Count the lines in the items below that contain the word "nightstand", and reply with that number alone.
━━━━━━━━━━
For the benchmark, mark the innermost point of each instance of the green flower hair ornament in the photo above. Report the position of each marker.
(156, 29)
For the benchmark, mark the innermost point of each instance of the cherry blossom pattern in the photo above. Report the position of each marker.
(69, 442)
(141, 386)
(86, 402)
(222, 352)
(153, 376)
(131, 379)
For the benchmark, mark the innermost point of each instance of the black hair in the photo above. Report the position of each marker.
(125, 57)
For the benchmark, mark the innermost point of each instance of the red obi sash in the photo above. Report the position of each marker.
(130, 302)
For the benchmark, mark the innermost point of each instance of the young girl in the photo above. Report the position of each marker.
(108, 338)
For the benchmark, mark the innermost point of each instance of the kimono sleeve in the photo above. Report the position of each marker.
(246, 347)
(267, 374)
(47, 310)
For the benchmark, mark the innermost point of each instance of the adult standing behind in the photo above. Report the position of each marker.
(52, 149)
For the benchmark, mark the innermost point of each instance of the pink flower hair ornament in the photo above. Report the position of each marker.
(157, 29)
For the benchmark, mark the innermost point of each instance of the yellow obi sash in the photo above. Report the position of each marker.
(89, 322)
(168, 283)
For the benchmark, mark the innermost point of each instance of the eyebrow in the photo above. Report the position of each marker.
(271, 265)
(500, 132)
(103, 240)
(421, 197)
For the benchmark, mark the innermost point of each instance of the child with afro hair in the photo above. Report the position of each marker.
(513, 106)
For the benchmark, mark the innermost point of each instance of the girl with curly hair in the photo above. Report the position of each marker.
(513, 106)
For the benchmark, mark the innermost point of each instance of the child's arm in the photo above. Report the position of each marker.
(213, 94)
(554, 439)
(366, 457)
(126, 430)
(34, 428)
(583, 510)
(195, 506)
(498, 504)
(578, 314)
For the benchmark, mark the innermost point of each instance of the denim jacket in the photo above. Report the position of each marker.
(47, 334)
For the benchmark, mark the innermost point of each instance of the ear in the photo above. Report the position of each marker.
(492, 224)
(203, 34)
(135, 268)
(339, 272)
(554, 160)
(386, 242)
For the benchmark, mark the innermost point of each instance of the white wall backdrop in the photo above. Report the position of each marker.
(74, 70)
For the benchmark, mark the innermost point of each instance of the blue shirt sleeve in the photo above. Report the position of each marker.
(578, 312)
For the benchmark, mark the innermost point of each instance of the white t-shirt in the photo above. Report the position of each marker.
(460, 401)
━━━━━━━━━━
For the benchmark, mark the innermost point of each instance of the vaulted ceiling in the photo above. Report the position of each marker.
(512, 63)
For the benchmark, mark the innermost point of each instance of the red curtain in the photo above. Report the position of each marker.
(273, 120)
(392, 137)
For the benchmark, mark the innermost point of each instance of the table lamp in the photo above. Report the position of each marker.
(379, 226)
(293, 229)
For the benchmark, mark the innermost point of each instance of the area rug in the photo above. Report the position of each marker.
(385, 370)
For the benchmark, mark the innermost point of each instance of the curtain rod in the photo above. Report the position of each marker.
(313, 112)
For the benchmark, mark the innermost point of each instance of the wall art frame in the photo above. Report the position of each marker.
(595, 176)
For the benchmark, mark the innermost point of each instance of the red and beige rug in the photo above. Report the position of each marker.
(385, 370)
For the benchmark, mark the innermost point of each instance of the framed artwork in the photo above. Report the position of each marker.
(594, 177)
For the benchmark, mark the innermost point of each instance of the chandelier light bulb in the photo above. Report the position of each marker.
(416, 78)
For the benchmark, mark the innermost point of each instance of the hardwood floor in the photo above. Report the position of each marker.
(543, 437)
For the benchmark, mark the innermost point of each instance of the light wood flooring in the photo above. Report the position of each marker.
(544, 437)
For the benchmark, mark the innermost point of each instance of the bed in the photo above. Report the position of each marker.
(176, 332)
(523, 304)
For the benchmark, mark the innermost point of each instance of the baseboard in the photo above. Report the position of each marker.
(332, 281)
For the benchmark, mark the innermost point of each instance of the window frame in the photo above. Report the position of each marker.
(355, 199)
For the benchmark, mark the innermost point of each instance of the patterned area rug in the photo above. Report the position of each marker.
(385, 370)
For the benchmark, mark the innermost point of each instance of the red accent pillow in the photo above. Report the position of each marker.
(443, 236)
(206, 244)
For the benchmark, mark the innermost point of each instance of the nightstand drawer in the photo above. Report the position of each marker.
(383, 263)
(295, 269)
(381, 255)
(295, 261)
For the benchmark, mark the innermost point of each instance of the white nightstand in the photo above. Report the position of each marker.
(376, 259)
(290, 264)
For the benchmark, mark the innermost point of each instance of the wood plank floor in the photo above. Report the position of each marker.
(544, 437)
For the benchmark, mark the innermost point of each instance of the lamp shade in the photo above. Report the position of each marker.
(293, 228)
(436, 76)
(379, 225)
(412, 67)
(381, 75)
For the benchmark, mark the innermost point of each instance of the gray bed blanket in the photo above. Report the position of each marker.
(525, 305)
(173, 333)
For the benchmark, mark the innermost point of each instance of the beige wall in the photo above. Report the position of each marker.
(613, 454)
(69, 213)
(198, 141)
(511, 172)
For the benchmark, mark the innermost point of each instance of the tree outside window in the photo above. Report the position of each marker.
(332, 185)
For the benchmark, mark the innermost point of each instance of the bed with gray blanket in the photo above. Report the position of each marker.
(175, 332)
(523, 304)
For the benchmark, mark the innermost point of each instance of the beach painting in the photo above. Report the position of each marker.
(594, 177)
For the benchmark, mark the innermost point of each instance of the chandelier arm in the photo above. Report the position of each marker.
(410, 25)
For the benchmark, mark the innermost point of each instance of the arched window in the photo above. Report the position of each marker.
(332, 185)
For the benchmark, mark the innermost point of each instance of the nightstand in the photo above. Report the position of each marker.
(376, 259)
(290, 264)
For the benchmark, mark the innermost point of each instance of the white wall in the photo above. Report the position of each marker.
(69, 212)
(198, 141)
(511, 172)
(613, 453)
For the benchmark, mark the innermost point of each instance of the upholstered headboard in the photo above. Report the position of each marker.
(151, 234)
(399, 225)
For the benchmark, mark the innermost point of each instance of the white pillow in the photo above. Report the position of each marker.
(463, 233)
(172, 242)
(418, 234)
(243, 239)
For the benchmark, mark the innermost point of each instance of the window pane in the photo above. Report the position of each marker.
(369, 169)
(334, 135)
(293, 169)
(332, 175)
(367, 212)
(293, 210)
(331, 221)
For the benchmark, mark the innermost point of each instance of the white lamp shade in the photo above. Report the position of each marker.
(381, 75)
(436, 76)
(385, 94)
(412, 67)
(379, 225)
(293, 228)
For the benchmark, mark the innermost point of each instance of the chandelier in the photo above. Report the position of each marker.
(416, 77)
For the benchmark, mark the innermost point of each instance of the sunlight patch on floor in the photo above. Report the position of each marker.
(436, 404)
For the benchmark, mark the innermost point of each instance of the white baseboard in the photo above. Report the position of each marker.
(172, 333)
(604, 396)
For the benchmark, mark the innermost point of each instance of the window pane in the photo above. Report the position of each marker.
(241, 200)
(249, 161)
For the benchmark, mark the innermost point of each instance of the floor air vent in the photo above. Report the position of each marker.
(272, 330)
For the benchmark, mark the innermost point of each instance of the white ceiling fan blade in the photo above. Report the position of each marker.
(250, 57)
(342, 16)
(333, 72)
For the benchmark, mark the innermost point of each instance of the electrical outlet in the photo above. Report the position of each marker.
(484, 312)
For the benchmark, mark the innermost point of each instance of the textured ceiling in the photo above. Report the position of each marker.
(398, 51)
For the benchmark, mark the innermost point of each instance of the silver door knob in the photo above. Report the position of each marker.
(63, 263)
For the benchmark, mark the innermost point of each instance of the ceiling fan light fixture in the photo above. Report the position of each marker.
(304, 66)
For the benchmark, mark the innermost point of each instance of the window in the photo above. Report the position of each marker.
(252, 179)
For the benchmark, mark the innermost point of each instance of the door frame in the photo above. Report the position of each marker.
━━━━━━━━━━
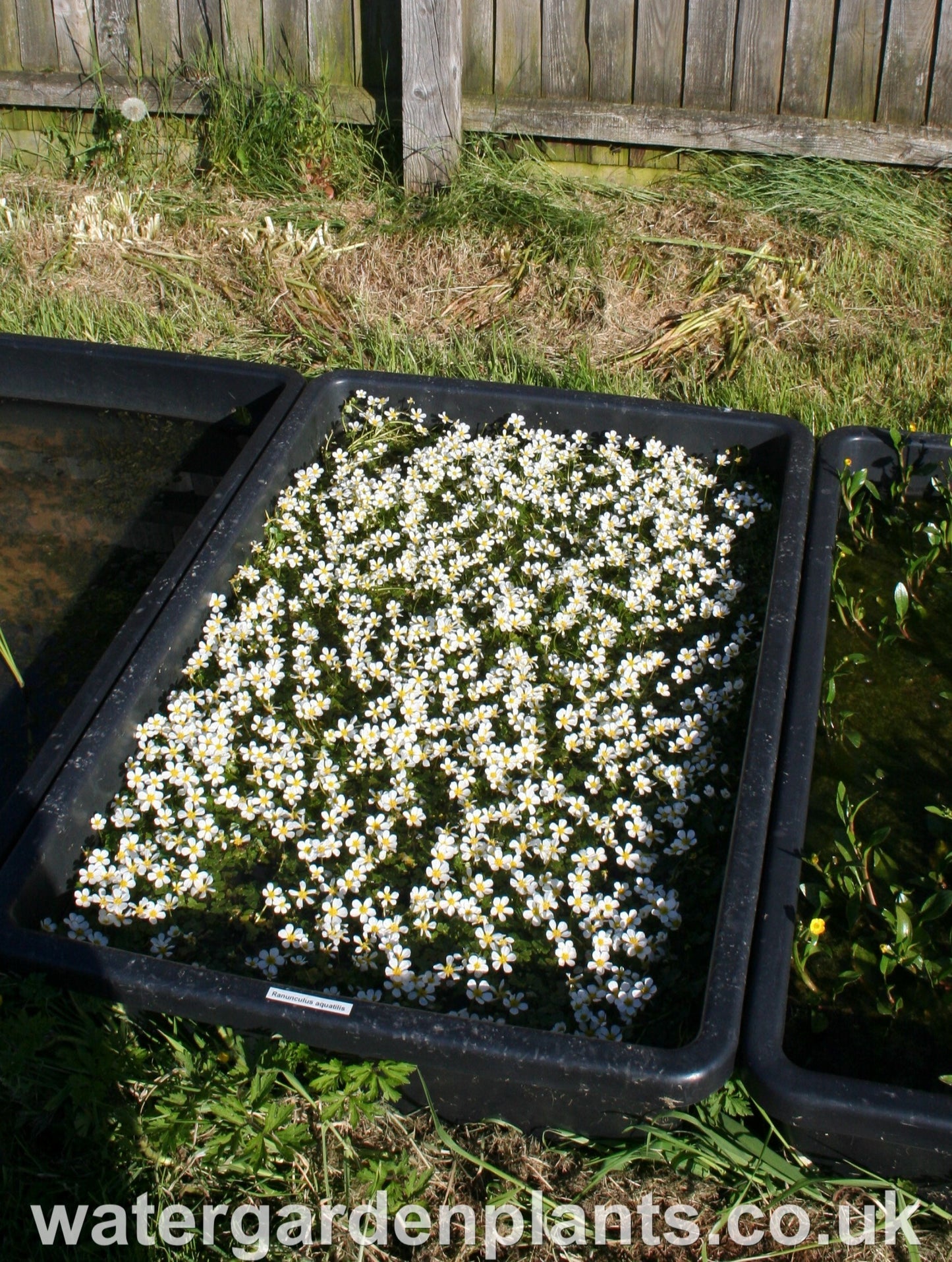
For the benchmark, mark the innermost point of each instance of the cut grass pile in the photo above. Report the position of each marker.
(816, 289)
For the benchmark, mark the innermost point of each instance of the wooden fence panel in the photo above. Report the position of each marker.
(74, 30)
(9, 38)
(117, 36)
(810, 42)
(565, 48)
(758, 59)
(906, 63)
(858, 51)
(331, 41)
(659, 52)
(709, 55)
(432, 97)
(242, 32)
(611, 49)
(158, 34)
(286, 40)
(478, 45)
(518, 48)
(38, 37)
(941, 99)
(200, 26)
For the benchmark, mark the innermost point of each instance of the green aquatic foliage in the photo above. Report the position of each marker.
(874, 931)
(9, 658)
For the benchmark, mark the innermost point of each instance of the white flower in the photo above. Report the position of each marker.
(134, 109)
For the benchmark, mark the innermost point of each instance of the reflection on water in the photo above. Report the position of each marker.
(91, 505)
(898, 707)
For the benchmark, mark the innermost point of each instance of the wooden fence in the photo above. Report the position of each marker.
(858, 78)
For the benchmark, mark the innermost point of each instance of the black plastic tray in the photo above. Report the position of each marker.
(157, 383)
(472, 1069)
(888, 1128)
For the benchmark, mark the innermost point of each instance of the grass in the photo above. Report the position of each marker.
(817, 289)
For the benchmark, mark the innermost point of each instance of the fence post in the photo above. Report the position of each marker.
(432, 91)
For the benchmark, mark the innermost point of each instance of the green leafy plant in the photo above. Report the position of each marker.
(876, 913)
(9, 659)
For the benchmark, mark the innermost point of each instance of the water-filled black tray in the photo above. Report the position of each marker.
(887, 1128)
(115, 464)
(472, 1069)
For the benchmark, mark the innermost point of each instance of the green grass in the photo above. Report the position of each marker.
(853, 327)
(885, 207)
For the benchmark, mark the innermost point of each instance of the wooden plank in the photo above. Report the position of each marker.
━━━━━━━━━━
■ The response ■
3